(What is asked): Recast the part of the entries below that opens with the line containing "I'd appreciate it if you could identify where the green" and runs through the last line of the entries as a Markdown table with the columns Row and Line. Put the row number under Row and each line under Line, skipping any blank lines.

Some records
┌──

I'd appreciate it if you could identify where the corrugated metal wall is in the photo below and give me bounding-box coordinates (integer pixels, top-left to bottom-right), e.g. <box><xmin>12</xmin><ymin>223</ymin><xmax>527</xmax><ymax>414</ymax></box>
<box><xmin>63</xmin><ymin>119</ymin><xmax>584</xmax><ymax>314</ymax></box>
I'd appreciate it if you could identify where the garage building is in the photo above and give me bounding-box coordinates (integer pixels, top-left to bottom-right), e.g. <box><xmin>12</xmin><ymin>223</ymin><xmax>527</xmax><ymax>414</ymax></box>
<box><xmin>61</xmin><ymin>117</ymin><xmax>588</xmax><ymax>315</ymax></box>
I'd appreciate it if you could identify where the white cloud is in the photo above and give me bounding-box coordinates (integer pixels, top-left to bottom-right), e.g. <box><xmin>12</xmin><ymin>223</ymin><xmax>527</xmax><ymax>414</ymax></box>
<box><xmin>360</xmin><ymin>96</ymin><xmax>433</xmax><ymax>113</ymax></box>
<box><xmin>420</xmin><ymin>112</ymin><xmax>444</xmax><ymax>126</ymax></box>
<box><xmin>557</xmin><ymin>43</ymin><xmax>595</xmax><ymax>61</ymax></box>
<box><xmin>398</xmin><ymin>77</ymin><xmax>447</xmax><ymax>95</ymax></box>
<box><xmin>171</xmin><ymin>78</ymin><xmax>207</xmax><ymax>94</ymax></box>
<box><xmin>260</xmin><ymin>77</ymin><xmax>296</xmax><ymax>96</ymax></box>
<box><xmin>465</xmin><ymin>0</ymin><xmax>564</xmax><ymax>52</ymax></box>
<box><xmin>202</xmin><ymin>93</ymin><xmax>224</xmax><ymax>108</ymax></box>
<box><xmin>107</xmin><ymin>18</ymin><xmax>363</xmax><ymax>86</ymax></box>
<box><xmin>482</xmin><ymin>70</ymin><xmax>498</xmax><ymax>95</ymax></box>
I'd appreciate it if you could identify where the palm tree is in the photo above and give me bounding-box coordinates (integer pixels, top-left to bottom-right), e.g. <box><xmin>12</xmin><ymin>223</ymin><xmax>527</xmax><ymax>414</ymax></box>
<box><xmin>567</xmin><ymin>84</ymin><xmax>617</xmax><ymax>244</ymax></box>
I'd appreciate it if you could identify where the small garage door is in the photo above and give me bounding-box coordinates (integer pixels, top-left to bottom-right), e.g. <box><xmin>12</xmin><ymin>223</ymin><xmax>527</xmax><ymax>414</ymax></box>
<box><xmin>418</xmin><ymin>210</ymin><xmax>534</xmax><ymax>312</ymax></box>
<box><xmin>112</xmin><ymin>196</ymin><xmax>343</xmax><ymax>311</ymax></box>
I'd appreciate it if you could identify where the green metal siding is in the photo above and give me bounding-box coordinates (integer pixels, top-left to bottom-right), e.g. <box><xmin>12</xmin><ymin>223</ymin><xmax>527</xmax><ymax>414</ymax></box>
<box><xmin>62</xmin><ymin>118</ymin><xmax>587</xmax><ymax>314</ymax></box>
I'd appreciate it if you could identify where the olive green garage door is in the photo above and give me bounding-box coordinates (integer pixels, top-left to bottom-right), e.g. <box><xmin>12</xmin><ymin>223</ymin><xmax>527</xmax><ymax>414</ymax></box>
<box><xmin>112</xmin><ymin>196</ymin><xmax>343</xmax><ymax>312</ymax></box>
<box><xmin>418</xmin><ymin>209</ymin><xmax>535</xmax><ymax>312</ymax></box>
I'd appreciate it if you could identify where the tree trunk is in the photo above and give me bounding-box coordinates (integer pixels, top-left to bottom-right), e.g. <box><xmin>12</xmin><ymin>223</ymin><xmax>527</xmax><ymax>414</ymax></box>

└──

(Result of the exercise):
| Row | Line |
|---|---|
| 1 | I'd appreciate it if you could identify where the green metal siding is in the photo above and give me bounding-box coordinates (integer pixels, top-left to bottom-right), e.g. <box><xmin>12</xmin><ymin>223</ymin><xmax>527</xmax><ymax>414</ymax></box> |
| 2 | <box><xmin>62</xmin><ymin>118</ymin><xmax>587</xmax><ymax>314</ymax></box> |
| 3 | I'd appreciate it if you could identify where the olive green garage door is in the photo above and give me bounding-box coordinates (integer pixels, top-left to bottom-right), e.g. <box><xmin>12</xmin><ymin>223</ymin><xmax>527</xmax><ymax>414</ymax></box> |
| 4 | <box><xmin>112</xmin><ymin>196</ymin><xmax>343</xmax><ymax>312</ymax></box> |
| 5 | <box><xmin>418</xmin><ymin>209</ymin><xmax>535</xmax><ymax>312</ymax></box> |
| 6 | I'd appreciate it if you could identify where the tree trunk is in the photo above and give me bounding-box coordinates (integer pixels, top-left to bottom-right), e.g. <box><xmin>12</xmin><ymin>223</ymin><xmax>527</xmax><ymax>414</ymax></box> |